Objective
Present all of the material below as a numbered list, omitting any blank lines.

___ Given records ___

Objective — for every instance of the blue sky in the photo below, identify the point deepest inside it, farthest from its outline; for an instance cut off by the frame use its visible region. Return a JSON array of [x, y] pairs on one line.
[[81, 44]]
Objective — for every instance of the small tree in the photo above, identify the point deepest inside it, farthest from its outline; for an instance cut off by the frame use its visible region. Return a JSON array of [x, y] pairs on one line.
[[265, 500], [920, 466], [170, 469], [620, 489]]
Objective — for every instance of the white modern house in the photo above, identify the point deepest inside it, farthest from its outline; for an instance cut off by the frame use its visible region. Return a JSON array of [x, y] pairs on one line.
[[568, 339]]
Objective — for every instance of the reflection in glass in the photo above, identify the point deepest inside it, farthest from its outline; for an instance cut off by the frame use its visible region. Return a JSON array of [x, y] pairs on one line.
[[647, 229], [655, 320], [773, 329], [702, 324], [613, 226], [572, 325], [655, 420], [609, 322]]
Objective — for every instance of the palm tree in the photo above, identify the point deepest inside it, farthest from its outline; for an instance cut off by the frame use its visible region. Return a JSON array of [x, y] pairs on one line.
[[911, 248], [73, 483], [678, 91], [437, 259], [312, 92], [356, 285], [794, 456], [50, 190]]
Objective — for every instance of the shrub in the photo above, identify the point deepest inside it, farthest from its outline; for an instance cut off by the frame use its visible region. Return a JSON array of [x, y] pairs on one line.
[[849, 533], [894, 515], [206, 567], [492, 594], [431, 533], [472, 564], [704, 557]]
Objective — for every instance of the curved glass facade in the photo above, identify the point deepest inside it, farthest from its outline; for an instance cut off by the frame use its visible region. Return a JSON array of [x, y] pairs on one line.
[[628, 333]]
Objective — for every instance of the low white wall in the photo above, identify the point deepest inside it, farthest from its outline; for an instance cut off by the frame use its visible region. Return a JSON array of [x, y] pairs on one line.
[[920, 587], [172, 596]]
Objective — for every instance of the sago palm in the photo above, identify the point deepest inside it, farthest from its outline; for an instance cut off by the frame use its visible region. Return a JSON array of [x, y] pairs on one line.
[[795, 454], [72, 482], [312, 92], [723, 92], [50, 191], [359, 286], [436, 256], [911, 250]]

___

Correct output
1. Objective — for every instance of the blue sky in the photo below, identify the point deepest inside it, farthest from its outline; for an instance cut off by the frame use its visible region. Return a JSON array of [x, y] pairs on one line.
2. [[81, 44]]
3. Objective — for every instance of the small tree in the photo above, identify the point deepest inside it, farthest from its outline; for an instance cut off by the frame use its visible region. Return a JSON array of [x, y] pairs on one line.
4. [[265, 500], [920, 466], [170, 469], [620, 489]]
5. Objective — for every instance of the white modern house in the photo above, identify the point deepest inside it, farthest from its outline; for an instance cut off by the frame use its visible region. Return a JSON array of [x, y] pairs on one line.
6. [[568, 339]]
7. Objective — for every instance of the reflection in glass in the photo above, identify the point deepest inside it, farthest from its outline; for an instance cut off by the frame use its visible region. Return a JSON array of [x, y] pairs on one line.
8. [[647, 229], [655, 320], [773, 329], [702, 324], [613, 226], [572, 325], [655, 420], [609, 322]]
9. Objective — for every instance of the palm tree in the photo above, identify the point deepest inside it, farthest from its outline; for an instance cut off by the frame use its visible region. Return a JSON array of [x, y] pairs on one line.
10. [[911, 248], [73, 483], [678, 91], [437, 259], [312, 92], [356, 285], [794, 456], [50, 190]]
11. Objective — for every instance of the shrub in the photo above, identify the point deepest inside it, farthest from its outline; for an instance cut off by the frame use its visible region. Return a JSON array of [x, y] pairs on one line.
12. [[849, 533], [894, 515], [206, 567], [492, 594], [431, 533], [472, 564], [704, 557]]
13. Objective — for every instance of the curved glass facade in the photo above, identify the point deepest inside it, farthest from its outline; for an instance cut off by the frame use its visible region. Return a JSON array of [x, y] pairs on one line.
14. [[628, 333]]
15. Objective — for every instance of the low white wall in the photo above, identify the point deepest inside it, farthest from its outline; for an instance cut off by the frame use its visible region. Return a JSON array of [x, y] pairs on one line.
16. [[920, 587], [172, 596]]
17. Objective — for every instance of the sago palm in the photo above, identify the point deepest inside it, farthest from its outline; for an instance cut off by the frame use its visible region. Return a JSON array of [x, y] pairs on one line.
18. [[795, 454], [72, 482], [312, 92], [723, 92], [50, 191], [359, 286], [436, 256], [911, 250]]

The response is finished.